Thursday, 07 de November de 2024 ISSN 1519-7670 - Ano 24 - nº 1312

Jornalismo de fofoca

Ao receber Paulo Betti em seu programa nesta terça-feira (9), Jô Soares conseguiu sintetizar todo o incômodo que sentiu com as fofocas e boatos difundidos a seu respeito nos últimos tempos.

Jô, como se sabe, ficou ausente da televisão por mais de 40 dias devido a problemas de saúde que o levaram, primeiro, ao hospital e, depois, a um período de recuperação em casa.

O desejo de resguardar a privacidade neste momento íntimo foi colocado em xeque pela onda de “notícias” publicadas a respeito do seu estado. Blogs, sites de revistas especializadas e programas vespertinos de TV foram o terreno preferencial em que essas especulações nasceram e se proliferaram.

Já Betti, como também é notório, está em evidência neste momento por interpretar um dos personagens mais marcantes, ainda que secundários, na trama de “Império”, a principal novela da Globo hoje no ar.

Ele vive Téo Pereira, um jornalista especializado em fofocas, cujo blog é uma referência para o público interessado em “bastidores” sobre a intimidade dos famosos e dos ricos.

• **Dados fornecidos**
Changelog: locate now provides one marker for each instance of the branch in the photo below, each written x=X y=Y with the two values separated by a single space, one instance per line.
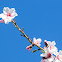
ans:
x=26 y=35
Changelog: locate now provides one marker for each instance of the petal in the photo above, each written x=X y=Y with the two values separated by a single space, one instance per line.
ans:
x=53 y=43
x=12 y=10
x=2 y=21
x=6 y=10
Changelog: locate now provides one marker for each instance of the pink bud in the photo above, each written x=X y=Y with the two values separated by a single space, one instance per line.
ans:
x=1 y=21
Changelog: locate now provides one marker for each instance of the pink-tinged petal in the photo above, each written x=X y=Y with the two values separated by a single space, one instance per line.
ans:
x=2 y=21
x=58 y=57
x=9 y=14
x=29 y=47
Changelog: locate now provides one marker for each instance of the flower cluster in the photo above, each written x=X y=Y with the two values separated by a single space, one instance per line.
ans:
x=7 y=15
x=49 y=53
x=50 y=50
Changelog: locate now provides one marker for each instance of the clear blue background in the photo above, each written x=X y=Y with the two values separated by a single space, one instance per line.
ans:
x=40 y=19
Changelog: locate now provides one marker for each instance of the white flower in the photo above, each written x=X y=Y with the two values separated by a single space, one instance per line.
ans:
x=51 y=47
x=51 y=43
x=58 y=57
x=8 y=14
x=47 y=55
x=37 y=41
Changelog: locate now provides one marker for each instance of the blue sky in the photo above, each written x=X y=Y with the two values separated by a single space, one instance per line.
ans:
x=40 y=19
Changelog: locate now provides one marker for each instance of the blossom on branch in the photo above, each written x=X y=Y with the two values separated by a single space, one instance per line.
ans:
x=37 y=41
x=7 y=15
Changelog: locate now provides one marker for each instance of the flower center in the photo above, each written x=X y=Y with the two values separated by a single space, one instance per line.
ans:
x=9 y=14
x=48 y=55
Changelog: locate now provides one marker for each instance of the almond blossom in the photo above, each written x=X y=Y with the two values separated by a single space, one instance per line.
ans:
x=47 y=56
x=58 y=57
x=7 y=15
x=51 y=47
x=37 y=41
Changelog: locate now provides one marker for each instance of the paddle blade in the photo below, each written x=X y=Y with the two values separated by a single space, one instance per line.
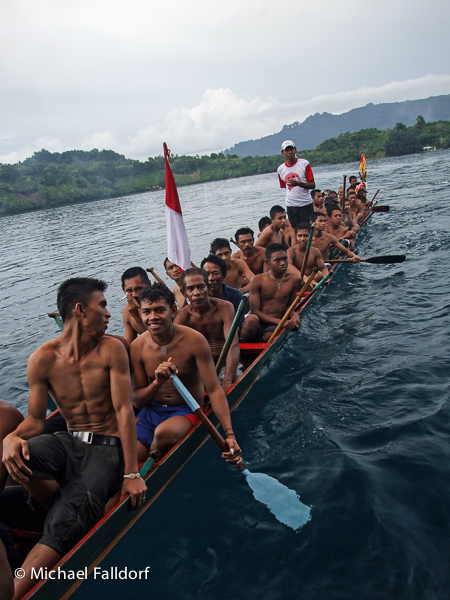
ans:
x=282 y=502
x=386 y=260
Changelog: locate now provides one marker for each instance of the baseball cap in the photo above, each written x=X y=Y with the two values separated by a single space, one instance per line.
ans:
x=286 y=144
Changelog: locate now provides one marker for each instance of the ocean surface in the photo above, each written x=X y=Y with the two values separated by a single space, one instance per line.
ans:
x=353 y=414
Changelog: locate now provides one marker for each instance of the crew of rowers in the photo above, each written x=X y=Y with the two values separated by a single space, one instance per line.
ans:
x=96 y=379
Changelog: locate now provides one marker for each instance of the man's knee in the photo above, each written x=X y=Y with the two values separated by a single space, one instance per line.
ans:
x=249 y=328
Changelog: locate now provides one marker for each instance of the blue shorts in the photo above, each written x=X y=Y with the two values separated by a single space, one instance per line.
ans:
x=152 y=415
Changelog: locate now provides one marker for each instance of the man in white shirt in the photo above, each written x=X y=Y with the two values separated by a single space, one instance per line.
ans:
x=296 y=175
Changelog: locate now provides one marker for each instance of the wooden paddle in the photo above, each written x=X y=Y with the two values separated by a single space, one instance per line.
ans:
x=158 y=279
x=308 y=247
x=375 y=260
x=281 y=501
x=231 y=333
x=293 y=306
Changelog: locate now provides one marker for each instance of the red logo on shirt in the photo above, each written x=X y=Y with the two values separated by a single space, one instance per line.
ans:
x=291 y=176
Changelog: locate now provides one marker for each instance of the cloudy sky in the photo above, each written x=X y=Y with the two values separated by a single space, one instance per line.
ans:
x=200 y=75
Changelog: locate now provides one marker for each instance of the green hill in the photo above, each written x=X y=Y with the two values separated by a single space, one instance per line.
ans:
x=55 y=179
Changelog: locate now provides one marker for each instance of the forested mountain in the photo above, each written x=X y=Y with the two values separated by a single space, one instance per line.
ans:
x=49 y=179
x=320 y=127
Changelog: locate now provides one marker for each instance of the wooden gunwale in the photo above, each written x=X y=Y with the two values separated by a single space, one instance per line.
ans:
x=96 y=544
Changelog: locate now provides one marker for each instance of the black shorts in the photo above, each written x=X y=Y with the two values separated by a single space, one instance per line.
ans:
x=265 y=328
x=88 y=475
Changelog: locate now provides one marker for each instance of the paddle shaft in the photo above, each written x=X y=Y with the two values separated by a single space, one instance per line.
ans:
x=232 y=332
x=158 y=279
x=292 y=307
x=191 y=402
x=375 y=260
x=308 y=247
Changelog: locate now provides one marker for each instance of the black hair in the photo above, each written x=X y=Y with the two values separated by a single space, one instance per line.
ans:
x=275 y=210
x=134 y=272
x=77 y=289
x=244 y=231
x=274 y=248
x=332 y=207
x=304 y=225
x=216 y=260
x=193 y=271
x=158 y=291
x=313 y=216
x=263 y=222
x=219 y=243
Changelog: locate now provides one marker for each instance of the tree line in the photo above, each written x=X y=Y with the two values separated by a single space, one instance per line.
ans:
x=49 y=179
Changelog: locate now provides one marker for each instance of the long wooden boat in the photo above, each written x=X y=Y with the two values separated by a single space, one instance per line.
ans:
x=94 y=546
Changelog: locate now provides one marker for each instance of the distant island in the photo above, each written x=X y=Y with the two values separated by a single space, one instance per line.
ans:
x=49 y=179
x=320 y=127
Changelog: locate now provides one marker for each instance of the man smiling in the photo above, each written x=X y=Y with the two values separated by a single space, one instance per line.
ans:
x=164 y=349
x=211 y=317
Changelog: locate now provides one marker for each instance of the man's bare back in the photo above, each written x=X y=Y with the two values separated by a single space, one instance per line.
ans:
x=255 y=261
x=315 y=260
x=209 y=324
x=272 y=235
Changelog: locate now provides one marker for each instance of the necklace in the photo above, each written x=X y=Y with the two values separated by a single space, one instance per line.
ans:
x=164 y=346
x=281 y=280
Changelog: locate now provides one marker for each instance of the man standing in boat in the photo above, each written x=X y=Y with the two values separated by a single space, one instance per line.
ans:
x=76 y=472
x=134 y=280
x=273 y=292
x=168 y=348
x=173 y=271
x=296 y=175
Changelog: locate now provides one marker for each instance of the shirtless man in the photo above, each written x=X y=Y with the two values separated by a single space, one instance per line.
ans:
x=323 y=240
x=275 y=233
x=173 y=271
x=273 y=292
x=317 y=205
x=210 y=317
x=238 y=273
x=348 y=218
x=253 y=255
x=335 y=224
x=297 y=254
x=88 y=376
x=216 y=270
x=134 y=281
x=164 y=349
x=263 y=223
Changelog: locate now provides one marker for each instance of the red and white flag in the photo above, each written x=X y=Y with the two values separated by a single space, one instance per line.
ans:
x=178 y=250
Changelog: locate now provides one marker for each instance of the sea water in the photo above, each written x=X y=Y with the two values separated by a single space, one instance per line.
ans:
x=353 y=414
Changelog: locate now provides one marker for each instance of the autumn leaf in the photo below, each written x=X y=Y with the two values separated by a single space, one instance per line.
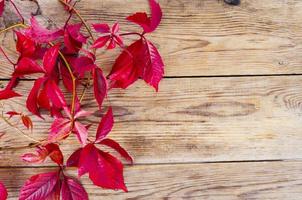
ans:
x=100 y=86
x=140 y=60
x=72 y=190
x=149 y=24
x=3 y=192
x=40 y=186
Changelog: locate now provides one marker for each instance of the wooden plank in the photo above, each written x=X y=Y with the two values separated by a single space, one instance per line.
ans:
x=198 y=38
x=192 y=120
x=227 y=181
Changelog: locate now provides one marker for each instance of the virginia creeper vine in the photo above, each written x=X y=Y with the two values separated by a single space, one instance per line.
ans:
x=65 y=58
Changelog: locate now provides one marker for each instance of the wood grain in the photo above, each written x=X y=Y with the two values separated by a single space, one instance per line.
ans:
x=227 y=181
x=193 y=120
x=197 y=38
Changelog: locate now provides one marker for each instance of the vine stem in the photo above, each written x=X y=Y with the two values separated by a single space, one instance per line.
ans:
x=12 y=27
x=132 y=33
x=18 y=12
x=7 y=58
x=79 y=16
x=20 y=131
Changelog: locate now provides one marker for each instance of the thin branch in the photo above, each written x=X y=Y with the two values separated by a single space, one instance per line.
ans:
x=79 y=16
x=6 y=56
x=18 y=12
x=12 y=27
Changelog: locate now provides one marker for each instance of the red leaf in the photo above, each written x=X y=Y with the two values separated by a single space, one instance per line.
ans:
x=101 y=28
x=40 y=186
x=82 y=132
x=73 y=190
x=25 y=46
x=100 y=86
x=1 y=12
x=55 y=94
x=73 y=160
x=105 y=126
x=12 y=113
x=82 y=64
x=149 y=24
x=3 y=192
x=114 y=145
x=41 y=34
x=55 y=153
x=27 y=66
x=125 y=70
x=104 y=170
x=7 y=94
x=140 y=59
x=27 y=121
x=66 y=78
x=50 y=59
x=100 y=42
x=32 y=99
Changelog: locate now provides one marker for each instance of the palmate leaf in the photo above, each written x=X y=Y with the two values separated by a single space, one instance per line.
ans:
x=40 y=186
x=149 y=24
x=140 y=60
x=72 y=190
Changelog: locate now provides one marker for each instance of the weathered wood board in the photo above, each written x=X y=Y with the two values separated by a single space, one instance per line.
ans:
x=217 y=181
x=195 y=120
x=226 y=123
x=200 y=38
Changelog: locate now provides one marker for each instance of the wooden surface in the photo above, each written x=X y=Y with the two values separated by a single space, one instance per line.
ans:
x=227 y=121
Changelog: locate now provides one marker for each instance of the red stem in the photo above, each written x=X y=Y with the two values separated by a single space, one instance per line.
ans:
x=5 y=55
x=132 y=33
x=17 y=10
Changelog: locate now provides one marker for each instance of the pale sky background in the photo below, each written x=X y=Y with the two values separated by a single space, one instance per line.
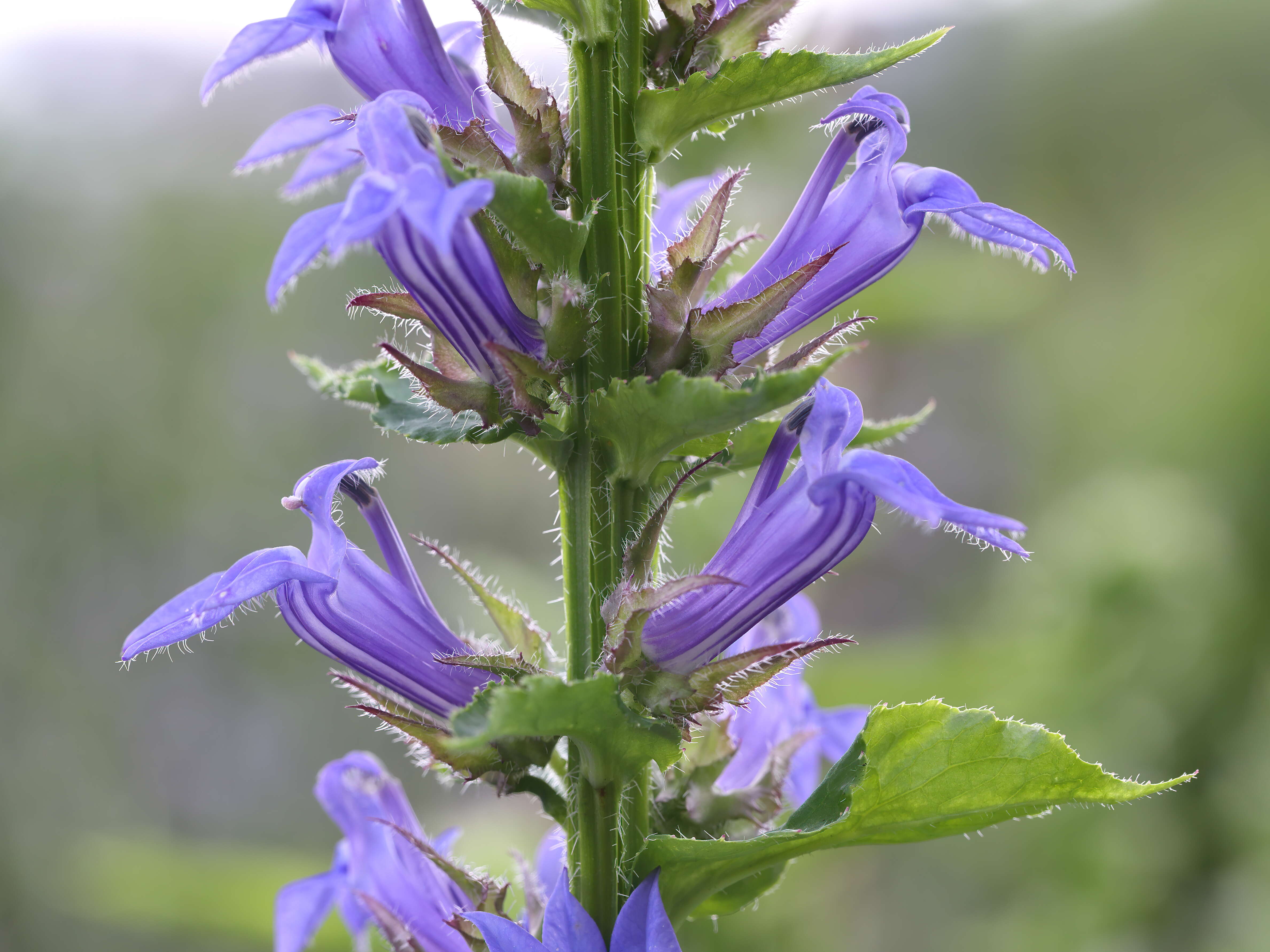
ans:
x=214 y=23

• **Tarefas do exercício**
A) Diga se cada afirmação concorda com o texto sobre jornalismo de fofoca, respondendo sim ou não e citando literalmente as palavras do texto que decidem a questão. (i) Jô Soares ficou mais de 40 dias longe da televisão. (ii) As especulações sobre o estado de Jô Soares surgiram sobretudo em jornais impressos. (iii) Paulo Betti interpreta o protagonista de “Império”.
B) Transcreva o trecho do texto sobre jornalismo de fofoca entre “Thursday, 07 de” e “recuperação em casa.”, inclusive.
Os registros constituem material independente do texto.

• **Gabarito**
A)
(i) Sim: “ficou ausente da televisão por mais de 40 dias”.
(ii) Não: “Blogs, sites de revistas especializadas e programas vespertinos de TV foram o terreno preferencial em que essas especulações nasceram e se proliferaram”.
(iii) Não: “um dos personagens mais marcantes, ainda que secundários”.

B)
Thursday, 07 de November de 2024 ISSN 1519-7670 - Ano 24 - nº 1312

Jornalismo de fofoca

Ao receber Paulo Betti em seu programa nesta terça-feira (9), Jô Soares conseguiu sintetizar todo o incômodo que sentiu com as fofocas e boatos difundidos a seu respeito nos últimos tempos.

Jô, como se sabe, ficou ausente da televisão por mais de 40 dias devido a problemas de saúde que o levaram, primeiro, ao hospital e, depois, a um período de recuperação em casa.